WRITTEN PROBLEM
Swap "trousers" for "pants" in the lines starting at the one that has "Where can you see the beige" and ending after the one that has "[[315, 147], [217, 119]]", leaving everything else unchanged. Give back only those lines.

RECORDED DATA
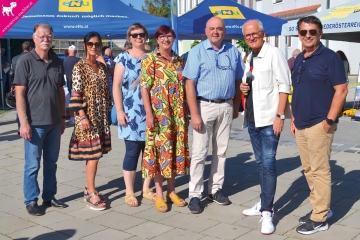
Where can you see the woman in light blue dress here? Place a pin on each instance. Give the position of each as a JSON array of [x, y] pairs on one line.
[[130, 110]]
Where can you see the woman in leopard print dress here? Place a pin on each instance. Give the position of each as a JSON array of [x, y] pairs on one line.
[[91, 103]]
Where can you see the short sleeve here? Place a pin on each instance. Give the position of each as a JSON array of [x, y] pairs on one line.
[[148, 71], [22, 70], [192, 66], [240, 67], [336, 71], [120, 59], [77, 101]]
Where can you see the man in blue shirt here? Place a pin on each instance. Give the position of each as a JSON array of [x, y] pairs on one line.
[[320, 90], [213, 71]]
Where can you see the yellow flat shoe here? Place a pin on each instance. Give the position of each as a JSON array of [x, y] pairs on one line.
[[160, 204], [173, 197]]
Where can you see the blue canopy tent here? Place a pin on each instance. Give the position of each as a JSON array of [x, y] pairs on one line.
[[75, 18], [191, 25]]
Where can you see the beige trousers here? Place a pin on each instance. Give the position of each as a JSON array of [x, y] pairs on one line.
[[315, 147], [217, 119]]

==

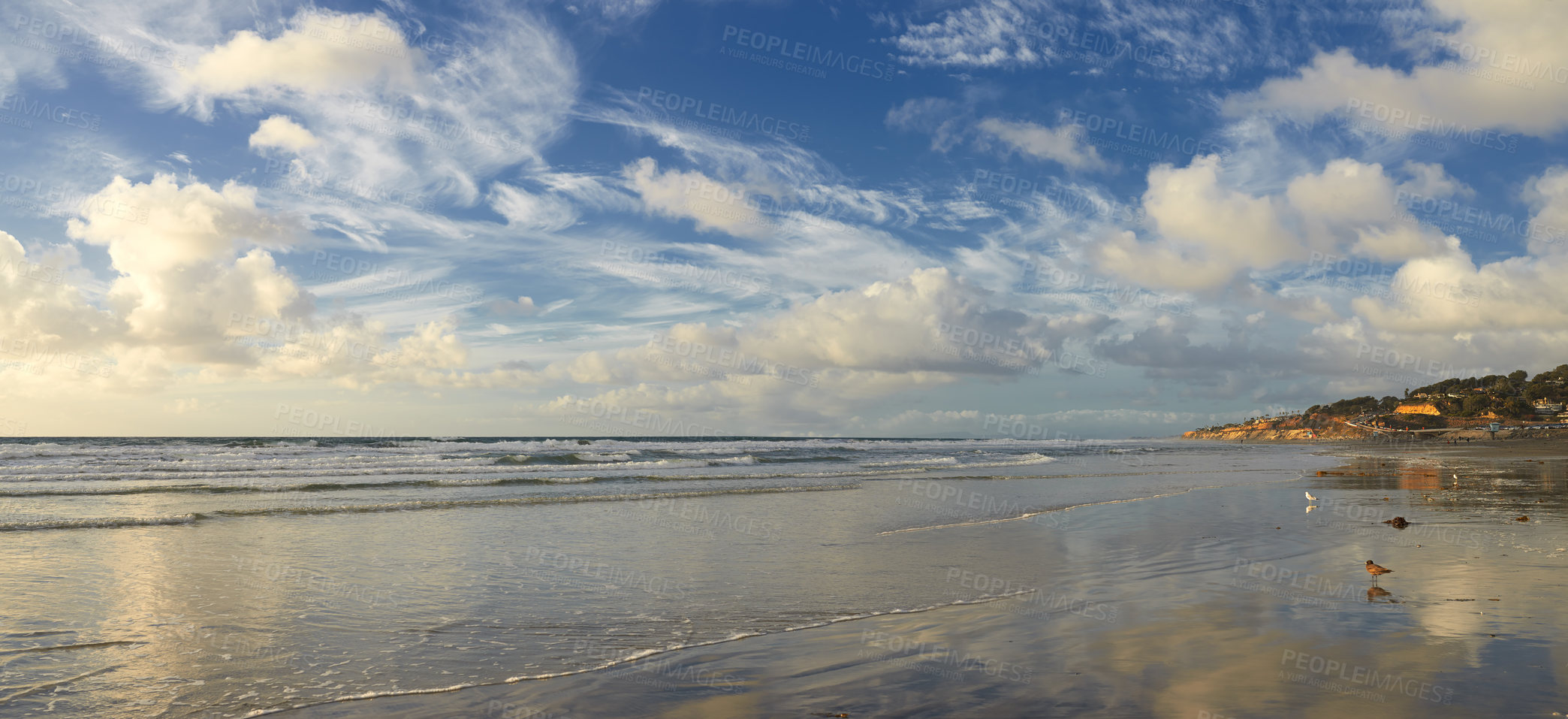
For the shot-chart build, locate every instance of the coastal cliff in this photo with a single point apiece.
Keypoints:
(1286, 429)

ANSWER TO THIS PROBLEM
Where can you see the beige pants here? Place a pin on each instance. Give the position of each as a JSON array of [x, y] pairs on one line.
[[315, 147], [217, 119]]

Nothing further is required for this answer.